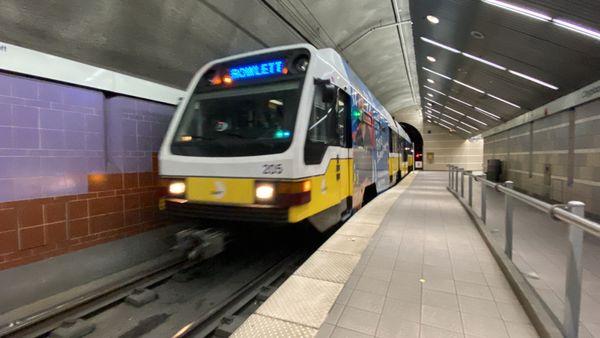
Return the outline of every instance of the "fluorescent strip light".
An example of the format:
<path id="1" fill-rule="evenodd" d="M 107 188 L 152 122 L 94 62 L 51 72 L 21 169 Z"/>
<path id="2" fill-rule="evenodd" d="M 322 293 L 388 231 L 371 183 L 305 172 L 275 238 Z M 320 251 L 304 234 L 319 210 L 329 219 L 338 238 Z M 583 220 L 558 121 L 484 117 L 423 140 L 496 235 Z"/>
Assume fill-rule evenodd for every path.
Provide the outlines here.
<path id="1" fill-rule="evenodd" d="M 444 106 L 443 104 L 441 104 L 441 103 L 438 103 L 438 102 L 435 102 L 435 101 L 433 101 L 433 100 L 432 100 L 432 99 L 430 99 L 430 98 L 424 97 L 424 99 L 425 99 L 425 100 L 427 100 L 427 101 L 429 101 L 429 102 L 433 102 L 433 103 L 437 104 L 438 106 L 442 106 L 442 107 Z"/>
<path id="2" fill-rule="evenodd" d="M 460 102 L 460 103 L 464 104 L 465 106 L 468 106 L 468 107 L 471 107 L 471 108 L 473 107 L 473 105 L 472 105 L 472 104 L 470 104 L 470 103 L 467 103 L 467 102 L 465 102 L 465 101 L 461 101 L 461 100 L 459 100 L 459 99 L 455 98 L 454 96 L 450 96 L 450 95 L 448 95 L 448 97 L 449 97 L 449 98 L 451 98 L 451 99 L 452 99 L 452 100 L 454 100 L 454 101 L 457 101 L 457 102 Z"/>
<path id="3" fill-rule="evenodd" d="M 481 94 L 485 93 L 483 90 L 481 90 L 481 89 L 479 89 L 479 88 L 475 88 L 475 87 L 473 87 L 473 86 L 469 86 L 468 84 L 466 84 L 466 83 L 463 83 L 463 82 L 460 82 L 460 81 L 458 81 L 458 80 L 452 80 L 452 81 L 454 81 L 454 82 L 458 83 L 458 84 L 459 84 L 459 85 L 461 85 L 461 86 L 465 86 L 465 87 L 467 87 L 467 88 L 469 88 L 469 89 L 473 89 L 474 91 L 476 91 L 476 92 L 478 92 L 478 93 L 481 93 Z"/>
<path id="4" fill-rule="evenodd" d="M 457 121 L 457 122 L 458 122 L 458 119 L 455 119 L 454 117 L 452 117 L 452 116 L 450 116 L 450 115 L 448 115 L 448 114 L 442 114 L 442 115 L 443 115 L 443 116 L 445 116 L 445 117 L 447 117 L 447 118 L 449 118 L 450 120 L 453 120 L 453 121 Z"/>
<path id="5" fill-rule="evenodd" d="M 479 62 L 481 62 L 481 63 L 485 63 L 485 64 L 486 64 L 486 65 L 488 65 L 488 66 L 492 66 L 492 67 L 494 67 L 494 68 L 498 68 L 498 69 L 500 69 L 500 70 L 506 70 L 506 67 L 500 66 L 500 65 L 498 65 L 498 64 L 495 64 L 495 63 L 493 63 L 493 62 L 491 62 L 491 61 L 488 61 L 488 60 L 482 59 L 482 58 L 480 58 L 480 57 L 477 57 L 477 56 L 475 56 L 475 55 L 471 55 L 471 54 L 469 54 L 469 53 L 465 53 L 465 52 L 462 52 L 462 55 L 464 55 L 464 56 L 468 57 L 469 59 L 473 59 L 473 60 L 475 60 L 475 61 L 479 61 Z"/>
<path id="6" fill-rule="evenodd" d="M 537 20 L 542 20 L 542 21 L 550 21 L 550 20 L 552 20 L 551 17 L 549 17 L 549 16 L 547 16 L 545 14 L 542 14 L 542 13 L 539 13 L 539 12 L 536 12 L 536 11 L 532 11 L 530 9 L 526 9 L 526 8 L 523 8 L 523 7 L 515 6 L 515 5 L 512 5 L 512 4 L 506 3 L 506 2 L 502 2 L 502 1 L 498 1 L 498 0 L 483 0 L 483 2 L 488 3 L 490 5 L 494 5 L 494 6 L 500 7 L 500 8 L 504 8 L 504 9 L 509 10 L 511 12 L 515 12 L 515 13 L 518 13 L 518 14 L 521 14 L 521 15 L 525 15 L 525 16 L 528 16 L 530 18 L 534 18 L 534 19 L 537 19 Z"/>
<path id="7" fill-rule="evenodd" d="M 469 127 L 469 128 L 472 128 L 472 129 L 475 129 L 475 130 L 479 130 L 479 129 L 477 129 L 477 128 L 473 127 L 472 125 L 470 125 L 470 124 L 468 124 L 468 123 L 464 123 L 463 121 L 460 121 L 460 123 L 464 124 L 465 126 L 467 126 L 467 127 Z"/>
<path id="8" fill-rule="evenodd" d="M 452 128 L 450 128 L 450 127 L 446 126 L 445 124 L 438 123 L 438 125 L 439 125 L 440 127 L 444 127 L 444 128 L 446 128 L 446 129 L 448 129 L 448 130 L 452 131 Z"/>
<path id="9" fill-rule="evenodd" d="M 475 110 L 477 110 L 480 113 L 486 114 L 488 116 L 491 116 L 493 118 L 495 118 L 496 120 L 500 120 L 500 116 L 496 115 L 496 114 L 492 114 L 489 111 L 485 110 L 485 109 L 481 109 L 479 107 L 475 107 Z"/>
<path id="10" fill-rule="evenodd" d="M 427 93 L 427 96 L 429 96 L 429 97 L 433 97 L 433 94 L 431 94 L 431 93 Z"/>
<path id="11" fill-rule="evenodd" d="M 456 128 L 458 128 L 458 129 L 460 129 L 460 130 L 464 131 L 465 133 L 471 134 L 471 132 L 470 132 L 470 131 L 468 131 L 468 130 L 466 130 L 465 128 L 461 128 L 461 127 L 459 127 L 459 126 L 456 126 Z"/>
<path id="12" fill-rule="evenodd" d="M 435 62 L 435 58 L 433 56 L 428 56 L 427 57 L 427 61 L 429 61 L 429 62 Z"/>
<path id="13" fill-rule="evenodd" d="M 481 124 L 481 125 L 487 126 L 487 123 L 485 123 L 485 122 L 483 122 L 483 121 L 479 121 L 478 119 L 476 119 L 476 118 L 474 118 L 474 117 L 471 117 L 471 116 L 469 116 L 469 115 L 466 115 L 466 117 L 467 117 L 468 119 L 471 119 L 471 120 L 473 120 L 473 121 L 475 121 L 475 122 L 477 122 L 477 123 Z"/>
<path id="14" fill-rule="evenodd" d="M 450 128 L 454 128 L 454 125 L 446 120 L 440 119 L 440 125 L 443 125 L 442 123 L 445 123 L 446 125 L 448 125 L 448 127 Z"/>
<path id="15" fill-rule="evenodd" d="M 460 51 L 459 51 L 458 49 L 454 49 L 454 48 L 452 48 L 452 47 L 450 47 L 450 46 L 446 46 L 446 45 L 444 45 L 444 44 L 442 44 L 442 43 L 439 43 L 439 42 L 437 42 L 437 41 L 433 41 L 433 40 L 431 40 L 431 39 L 428 39 L 428 38 L 426 38 L 426 37 L 423 37 L 423 36 L 422 36 L 422 37 L 421 37 L 421 40 L 423 40 L 423 41 L 425 41 L 425 42 L 427 42 L 427 43 L 430 43 L 430 44 L 432 44 L 432 45 L 434 45 L 434 46 L 438 46 L 438 47 L 440 47 L 440 48 L 444 48 L 445 50 L 449 50 L 449 51 L 451 51 L 452 53 L 460 54 Z"/>
<path id="16" fill-rule="evenodd" d="M 448 107 L 448 106 L 444 106 L 444 107 L 445 107 L 446 109 L 452 110 L 453 112 L 455 112 L 456 114 L 458 114 L 458 115 L 460 115 L 460 116 L 465 116 L 465 114 L 463 114 L 463 113 L 459 112 L 459 111 L 458 111 L 458 110 L 456 110 L 456 109 L 450 108 L 450 107 Z"/>
<path id="17" fill-rule="evenodd" d="M 537 84 L 540 84 L 540 85 L 542 85 L 542 86 L 548 87 L 548 88 L 550 88 L 550 89 L 558 90 L 558 87 L 556 87 L 556 86 L 553 86 L 553 85 L 551 85 L 551 84 L 549 84 L 549 83 L 546 83 L 546 82 L 544 82 L 544 81 L 542 81 L 542 80 L 538 80 L 538 79 L 536 79 L 536 78 L 533 78 L 533 77 L 531 77 L 531 76 L 529 76 L 529 75 L 525 75 L 525 74 L 523 74 L 523 73 L 515 72 L 514 70 L 510 70 L 510 69 L 509 69 L 508 71 L 509 71 L 511 74 L 514 74 L 514 75 L 516 75 L 516 76 L 520 76 L 520 77 L 522 77 L 522 78 L 524 78 L 524 79 L 526 79 L 526 80 L 529 80 L 529 81 L 531 81 L 531 82 L 535 82 L 535 83 L 537 83 Z"/>
<path id="18" fill-rule="evenodd" d="M 422 69 L 424 69 L 424 70 L 426 70 L 426 71 L 428 71 L 428 72 L 430 72 L 431 74 L 435 74 L 435 75 L 437 75 L 437 76 L 443 77 L 443 78 L 444 78 L 444 79 L 446 79 L 446 80 L 452 80 L 452 78 L 451 78 L 451 77 L 449 77 L 449 76 L 446 76 L 446 75 L 444 75 L 444 74 L 441 74 L 441 73 L 438 73 L 438 72 L 436 72 L 436 71 L 433 71 L 433 70 L 431 70 L 431 69 L 429 69 L 429 68 L 425 68 L 425 67 L 421 67 L 421 68 L 422 68 Z"/>
<path id="19" fill-rule="evenodd" d="M 571 30 L 573 32 L 589 36 L 596 40 L 600 40 L 600 32 L 598 32 L 598 31 L 594 31 L 589 28 L 585 28 L 583 26 L 579 26 L 574 23 L 570 23 L 568 21 L 561 20 L 561 19 L 552 19 L 552 23 L 554 23 L 557 26 Z"/>
<path id="20" fill-rule="evenodd" d="M 436 93 L 438 93 L 438 94 L 440 94 L 440 95 L 444 95 L 444 96 L 446 96 L 446 94 L 444 94 L 444 93 L 440 92 L 440 91 L 439 91 L 439 90 L 437 90 L 437 89 L 433 89 L 433 88 L 431 88 L 431 87 L 429 87 L 429 86 L 426 86 L 426 85 L 423 85 L 423 87 L 425 87 L 425 88 L 427 88 L 427 89 L 429 89 L 429 90 L 431 90 L 431 91 L 433 91 L 433 92 L 436 92 Z"/>
<path id="21" fill-rule="evenodd" d="M 435 83 L 435 81 L 433 81 L 432 79 L 427 79 L 427 82 L 429 82 L 429 83 L 431 83 L 431 84 L 434 84 L 434 83 Z"/>
<path id="22" fill-rule="evenodd" d="M 436 112 L 436 113 L 438 113 L 438 114 L 444 115 L 444 114 L 442 114 L 442 112 L 441 112 L 441 111 L 439 111 L 439 110 L 435 110 L 435 109 L 433 109 L 433 108 L 429 108 L 429 109 L 433 110 L 434 112 Z"/>
<path id="23" fill-rule="evenodd" d="M 519 105 L 516 105 L 516 104 L 514 104 L 514 103 L 512 103 L 512 102 L 510 102 L 510 101 L 506 101 L 505 99 L 499 98 L 498 96 L 494 96 L 494 95 L 492 95 L 492 94 L 490 94 L 490 93 L 486 93 L 486 94 L 487 94 L 487 96 L 489 96 L 489 97 L 491 97 L 491 98 L 494 98 L 494 99 L 496 99 L 496 100 L 498 100 L 498 101 L 502 101 L 502 102 L 504 102 L 504 103 L 506 103 L 506 104 L 508 104 L 508 105 L 511 105 L 511 106 L 513 106 L 513 107 L 515 107 L 515 108 L 519 108 L 519 109 L 521 109 L 521 107 L 520 107 Z"/>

::::::

● Action item
Each line in the entries above that includes the string "every" should be extracted.

● Output for this task
Return the outline of every instance of the "fluorescent strip light".
Assume fill-rule evenodd for every path.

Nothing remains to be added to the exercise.